DOCUMENT TEXT —
I do and it has saved me several times. The other day I spilled a tablespoon of Tite Bond glue on me and the apron caught it. I wiped it off with a paper towel and went back to work. I use a really cheap apron, a Bucket Boss and it has served me well for about two years. I did have a lady at a sewing shop to put flaps on the pockets to keep sawdust out.

https://www.amazon.com/Bucket-Boss-80300-Duckwear-SuperShop/dp/B00GK4U3SO


----------



## difalkner (Nov 27, 2011)

I am an acoustic guitar guy all the way but when I had my woodworking shop in the 80's I leased out a small area to a piano technician. He repaired mostly grand pianos and did a lot of Steinway & Sons, authorized repair person, etc. and he had access to special tools and things from Steinway. One of those special 'tools' was a Steinway shop apron. It took me a year of working on him to get me an apron so I have had it since the late 80's and have done my best to use it but take good care of it. I wear it several times each week, today matter of fact.









David


----------



## ramonajim (Jan 15, 2018)

Wow.... this is one time where buying more to get a lower price certainly doesn't apply!









Redefining normal daily


----------



## hawkeye10 (Feb 18, 2015)

ramonajim said:


> Wow.... this is one time where buying more to get a lower price certainly doesn't apply!
> 
> 
> 
> ...


I reported the ad.


----------



## Jig_saw (May 17, 2015)

No, I don't wear an apron. Where I live, it is too hot most of the year to wear an apron while working. I work with hand tools, and often have to take my shirt off to stay cool while woodworking.


----------



## woodnthings (Jan 24, 2009)

*As a rule, NO*

If I wanted to or it was a good idea like for turning on the lathe I would use this one I got for welding:
https://www.harborfreight.com/split-leather-welding-apron-45193.html
It might also prevent greater damage during a kickback ..... I donno?


----------



## shoot summ (Feb 21, 2014)

I have one, bought it with the idea it would keep me from wiping excess glue on my jeans. Excess glue on jeans, once it was dried doesn't wash out....

Now if I could just remember to wear the apron...


----------



## Steve Neul (Sep 2, 2011)

Occasionally if there is some small amount of work to do and I don't want to change into work clothes I will wear an apron, otherwise not. 

As far as the glue if you wash it out right away it will wash out of clothes.


----------



## Jim Frye (Aug 24, 2016)

I have two. One is a light weight denim one I received from an abrasives distributor that was a customer of mine many years ago and I wear it when gluing up or finishing things. I'm incredibly sloppy and it has saved my clothing many times over. After all these decades, it is a mess and the customer's logo is almost obliterated. The other apron is one from a local sculptor's shop (George Carruth). It is heavy cotton with a padded chest and belly area. I wear it when turning or ripping items on the table saw. It's taken a couple of hits from kick backs on the saw.

EXERCISE TASK A — Reproduce the part of the apron thread starting at "## woodnthings (Jan" and ending at "(Feb 21, 2014)".

PROVIDED RECORDS —

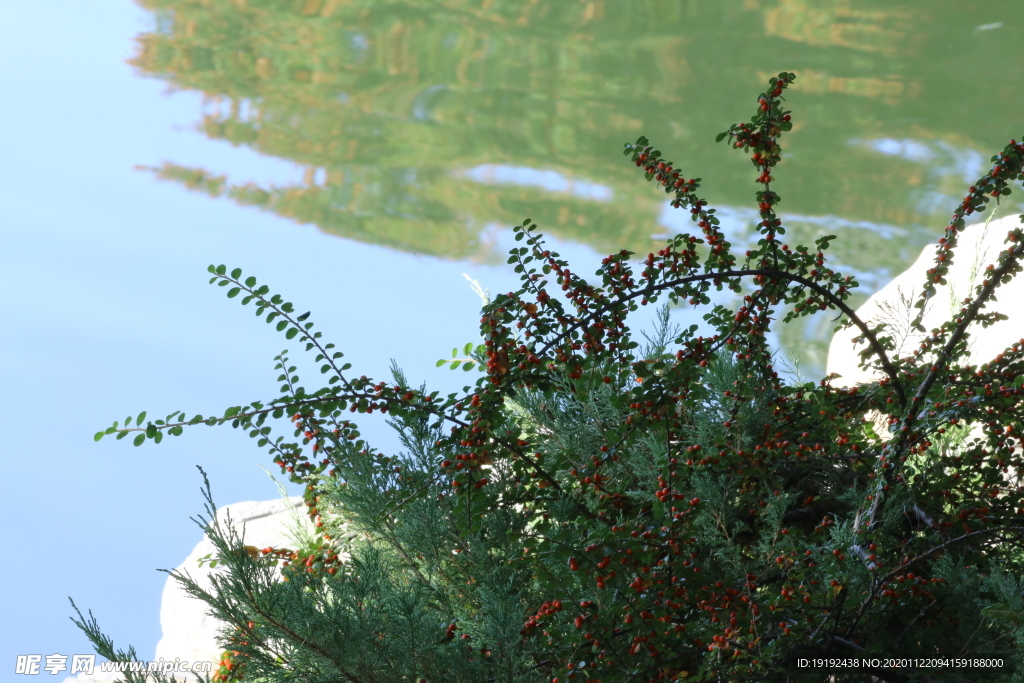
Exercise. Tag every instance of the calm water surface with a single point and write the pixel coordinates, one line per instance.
(413, 134)
(427, 126)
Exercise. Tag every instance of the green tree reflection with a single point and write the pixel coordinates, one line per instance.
(421, 121)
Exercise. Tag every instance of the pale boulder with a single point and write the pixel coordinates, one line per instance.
(978, 246)
(188, 633)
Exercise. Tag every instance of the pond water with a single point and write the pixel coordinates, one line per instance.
(427, 126)
(358, 157)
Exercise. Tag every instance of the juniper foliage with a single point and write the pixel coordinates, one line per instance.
(595, 509)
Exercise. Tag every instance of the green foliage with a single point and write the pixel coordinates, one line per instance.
(596, 508)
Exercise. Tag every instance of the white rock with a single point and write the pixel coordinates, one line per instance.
(978, 246)
(188, 633)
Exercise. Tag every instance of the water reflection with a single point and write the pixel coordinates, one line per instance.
(418, 123)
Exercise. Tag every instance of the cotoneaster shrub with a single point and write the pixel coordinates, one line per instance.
(597, 509)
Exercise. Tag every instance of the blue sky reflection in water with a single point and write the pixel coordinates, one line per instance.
(104, 266)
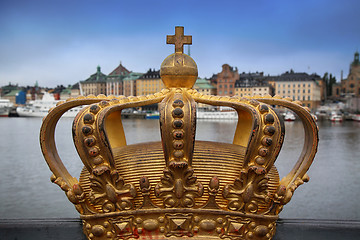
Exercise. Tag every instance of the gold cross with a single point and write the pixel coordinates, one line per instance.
(179, 39)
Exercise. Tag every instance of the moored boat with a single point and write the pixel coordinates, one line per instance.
(153, 115)
(5, 106)
(289, 116)
(356, 117)
(40, 108)
(336, 117)
(223, 113)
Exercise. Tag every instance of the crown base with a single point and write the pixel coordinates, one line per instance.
(178, 223)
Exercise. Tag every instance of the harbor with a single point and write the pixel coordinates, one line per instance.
(331, 193)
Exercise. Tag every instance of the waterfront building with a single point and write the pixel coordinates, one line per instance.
(225, 80)
(350, 86)
(75, 90)
(149, 83)
(95, 84)
(12, 95)
(246, 87)
(251, 84)
(72, 91)
(129, 84)
(114, 81)
(203, 86)
(299, 87)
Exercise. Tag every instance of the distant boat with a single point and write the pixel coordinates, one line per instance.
(336, 117)
(223, 113)
(356, 117)
(289, 116)
(153, 115)
(5, 107)
(40, 108)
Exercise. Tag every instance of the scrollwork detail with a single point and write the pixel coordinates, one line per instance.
(110, 191)
(178, 186)
(248, 190)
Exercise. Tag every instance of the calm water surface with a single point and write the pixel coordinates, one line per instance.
(26, 191)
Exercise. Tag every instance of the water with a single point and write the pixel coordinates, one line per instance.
(26, 190)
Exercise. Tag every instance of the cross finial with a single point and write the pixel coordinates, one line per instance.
(179, 39)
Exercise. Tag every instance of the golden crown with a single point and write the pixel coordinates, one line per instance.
(178, 187)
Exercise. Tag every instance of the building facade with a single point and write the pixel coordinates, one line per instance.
(225, 80)
(299, 87)
(114, 82)
(95, 84)
(129, 84)
(252, 84)
(204, 86)
(350, 86)
(149, 83)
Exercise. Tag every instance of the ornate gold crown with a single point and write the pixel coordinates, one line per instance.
(178, 187)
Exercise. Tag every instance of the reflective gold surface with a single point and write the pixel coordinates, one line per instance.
(179, 187)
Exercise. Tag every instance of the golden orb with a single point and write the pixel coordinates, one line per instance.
(179, 71)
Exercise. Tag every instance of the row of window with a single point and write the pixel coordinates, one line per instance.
(225, 92)
(298, 91)
(249, 89)
(294, 85)
(225, 86)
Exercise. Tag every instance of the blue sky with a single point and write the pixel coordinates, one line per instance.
(61, 42)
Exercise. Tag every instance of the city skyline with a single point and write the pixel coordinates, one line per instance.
(62, 42)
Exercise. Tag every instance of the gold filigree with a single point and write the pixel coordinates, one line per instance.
(248, 190)
(252, 194)
(178, 186)
(109, 190)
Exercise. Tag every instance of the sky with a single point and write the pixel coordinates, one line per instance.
(56, 42)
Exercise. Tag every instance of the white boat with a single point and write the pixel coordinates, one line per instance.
(356, 117)
(40, 108)
(5, 106)
(223, 113)
(289, 116)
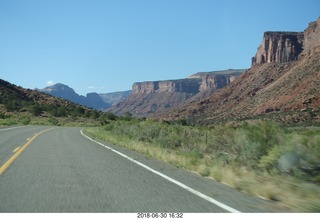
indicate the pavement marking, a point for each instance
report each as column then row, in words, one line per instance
column 11, row 159
column 195, row 192
column 11, row 128
column 16, row 149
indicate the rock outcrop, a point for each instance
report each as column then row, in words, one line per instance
column 283, row 84
column 279, row 47
column 155, row 96
column 92, row 100
column 115, row 97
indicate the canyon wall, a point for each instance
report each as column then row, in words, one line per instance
column 279, row 47
column 155, row 96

EXERCISE TASK B — In the records, duplicate word for word the lines starting at the line that contains "Exercise. Tag every instance of the white boat" and ending at the line that contains "column 16, row 149". Leave out the pictures.

CORRECT ANSWER A —
## woodnthings (Jan 24, 2009)

*As a rule, NO*

If I wanted to or it was a good idea like for turning on the lathe I would use this one I got for welding:
https://www.harborfreight.com/split-leather-welding-apron-45193.html
It might also prevent greater damage during a kickback ..... I donno?


----------



## shoot summ (Feb 21, 2014)

CORRECT ANSWER B —
Exercise. Tag every instance of the white boat with a single point and write the pixel coordinates, one line per instance.
(356, 117)
(40, 108)
(5, 106)
(223, 113)
(289, 116)
indicate the pavement marking, a point for each instance
report each as column then row, in words, one line per instance
column 11, row 159
column 195, row 192
column 11, row 128
column 16, row 149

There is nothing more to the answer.